WHAT YOU WILL DO:
Check every line of the data below for "wooden". Copy each one that has it.

[Start of section]

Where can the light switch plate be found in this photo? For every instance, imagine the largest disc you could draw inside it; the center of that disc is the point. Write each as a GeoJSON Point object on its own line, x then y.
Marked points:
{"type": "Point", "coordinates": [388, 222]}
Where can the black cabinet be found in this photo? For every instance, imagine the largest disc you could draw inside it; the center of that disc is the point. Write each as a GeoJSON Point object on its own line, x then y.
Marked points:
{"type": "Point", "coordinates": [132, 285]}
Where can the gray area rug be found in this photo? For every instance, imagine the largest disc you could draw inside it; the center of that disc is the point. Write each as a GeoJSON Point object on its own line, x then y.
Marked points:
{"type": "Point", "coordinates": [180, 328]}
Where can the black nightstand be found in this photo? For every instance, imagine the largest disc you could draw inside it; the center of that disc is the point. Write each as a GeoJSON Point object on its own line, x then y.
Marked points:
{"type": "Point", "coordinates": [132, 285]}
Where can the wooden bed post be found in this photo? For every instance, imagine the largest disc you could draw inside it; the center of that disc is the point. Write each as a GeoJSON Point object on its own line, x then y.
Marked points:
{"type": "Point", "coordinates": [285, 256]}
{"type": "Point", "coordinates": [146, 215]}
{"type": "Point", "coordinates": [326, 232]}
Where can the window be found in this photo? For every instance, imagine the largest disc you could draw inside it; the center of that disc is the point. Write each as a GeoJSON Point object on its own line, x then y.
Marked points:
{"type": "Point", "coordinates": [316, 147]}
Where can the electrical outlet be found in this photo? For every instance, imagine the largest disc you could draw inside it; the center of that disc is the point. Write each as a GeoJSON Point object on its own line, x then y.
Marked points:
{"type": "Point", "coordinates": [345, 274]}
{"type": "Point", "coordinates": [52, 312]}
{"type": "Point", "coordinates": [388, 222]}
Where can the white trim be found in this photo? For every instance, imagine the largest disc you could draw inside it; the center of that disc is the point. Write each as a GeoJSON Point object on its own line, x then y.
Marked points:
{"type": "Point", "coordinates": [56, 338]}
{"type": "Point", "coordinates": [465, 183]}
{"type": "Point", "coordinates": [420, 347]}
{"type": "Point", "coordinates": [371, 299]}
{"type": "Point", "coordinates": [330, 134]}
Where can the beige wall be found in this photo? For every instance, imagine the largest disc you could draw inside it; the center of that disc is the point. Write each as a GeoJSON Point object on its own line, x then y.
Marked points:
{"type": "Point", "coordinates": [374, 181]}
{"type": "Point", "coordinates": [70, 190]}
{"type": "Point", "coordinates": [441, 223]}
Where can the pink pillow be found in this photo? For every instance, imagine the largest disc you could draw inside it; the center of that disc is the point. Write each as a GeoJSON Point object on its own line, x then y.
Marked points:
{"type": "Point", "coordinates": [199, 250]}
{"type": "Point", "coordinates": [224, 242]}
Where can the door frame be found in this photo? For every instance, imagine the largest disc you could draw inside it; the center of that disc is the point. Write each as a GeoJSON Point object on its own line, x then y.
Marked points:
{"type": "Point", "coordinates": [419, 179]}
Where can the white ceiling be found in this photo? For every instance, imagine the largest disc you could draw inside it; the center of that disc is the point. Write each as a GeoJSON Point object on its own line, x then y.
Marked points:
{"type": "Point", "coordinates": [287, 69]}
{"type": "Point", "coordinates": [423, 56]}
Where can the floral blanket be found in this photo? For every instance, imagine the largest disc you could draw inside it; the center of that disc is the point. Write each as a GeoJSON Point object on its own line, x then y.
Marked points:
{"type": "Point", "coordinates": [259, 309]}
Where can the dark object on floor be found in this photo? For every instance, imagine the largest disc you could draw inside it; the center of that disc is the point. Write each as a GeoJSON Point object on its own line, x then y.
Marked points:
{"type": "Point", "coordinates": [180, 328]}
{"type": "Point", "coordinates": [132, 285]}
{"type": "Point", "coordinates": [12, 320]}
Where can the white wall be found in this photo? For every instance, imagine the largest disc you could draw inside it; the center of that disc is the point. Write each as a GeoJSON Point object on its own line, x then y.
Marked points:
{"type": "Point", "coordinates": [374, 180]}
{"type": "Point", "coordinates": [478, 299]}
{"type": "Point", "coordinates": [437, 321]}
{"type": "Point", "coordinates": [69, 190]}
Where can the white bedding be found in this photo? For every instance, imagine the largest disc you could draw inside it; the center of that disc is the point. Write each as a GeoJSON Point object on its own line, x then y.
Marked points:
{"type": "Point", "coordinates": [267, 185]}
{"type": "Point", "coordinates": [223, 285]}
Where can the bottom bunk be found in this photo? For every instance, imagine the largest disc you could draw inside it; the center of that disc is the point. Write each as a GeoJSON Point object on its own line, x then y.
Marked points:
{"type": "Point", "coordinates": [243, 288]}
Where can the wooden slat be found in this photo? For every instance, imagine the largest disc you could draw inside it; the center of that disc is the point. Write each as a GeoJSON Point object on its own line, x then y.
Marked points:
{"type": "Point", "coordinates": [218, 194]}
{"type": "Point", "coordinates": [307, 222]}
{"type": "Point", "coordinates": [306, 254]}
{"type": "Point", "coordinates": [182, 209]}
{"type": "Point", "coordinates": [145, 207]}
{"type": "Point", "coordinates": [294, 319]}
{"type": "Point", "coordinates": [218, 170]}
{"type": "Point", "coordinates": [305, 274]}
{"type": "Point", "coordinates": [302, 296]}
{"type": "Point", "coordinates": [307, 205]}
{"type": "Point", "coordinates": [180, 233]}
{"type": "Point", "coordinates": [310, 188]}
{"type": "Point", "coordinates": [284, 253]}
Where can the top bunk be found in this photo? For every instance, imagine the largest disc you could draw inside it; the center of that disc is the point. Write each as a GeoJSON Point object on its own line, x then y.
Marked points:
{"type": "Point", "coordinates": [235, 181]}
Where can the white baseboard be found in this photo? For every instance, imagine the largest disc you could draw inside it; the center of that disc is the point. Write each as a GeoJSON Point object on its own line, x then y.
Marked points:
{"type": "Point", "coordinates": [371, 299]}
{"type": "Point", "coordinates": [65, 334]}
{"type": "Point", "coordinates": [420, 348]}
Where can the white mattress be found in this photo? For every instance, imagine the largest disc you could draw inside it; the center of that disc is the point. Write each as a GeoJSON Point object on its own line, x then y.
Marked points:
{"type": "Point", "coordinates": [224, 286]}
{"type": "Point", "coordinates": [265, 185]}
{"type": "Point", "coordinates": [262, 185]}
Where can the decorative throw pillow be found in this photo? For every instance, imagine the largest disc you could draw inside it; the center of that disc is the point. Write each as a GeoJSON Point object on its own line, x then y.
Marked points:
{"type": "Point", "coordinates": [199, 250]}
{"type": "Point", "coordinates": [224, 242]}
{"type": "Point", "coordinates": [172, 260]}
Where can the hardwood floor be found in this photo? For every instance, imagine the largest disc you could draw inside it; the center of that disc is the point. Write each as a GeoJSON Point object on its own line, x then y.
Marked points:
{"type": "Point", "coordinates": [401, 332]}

[End of section]

EXERCISE RESULT:
Where can the wooden bed post be found in this photo? For every instance, imagine the largest disc you could draw inside it; the center of that disc is the point. Write each as a GeoJSON Point object on its own line, x then y.
Where can the wooden slat be found in this photo? For every instance, imagine the largest disc you could draw inside it; the center of that disc is the point. Write each as a GeoJSON Point object on its own line, x then y.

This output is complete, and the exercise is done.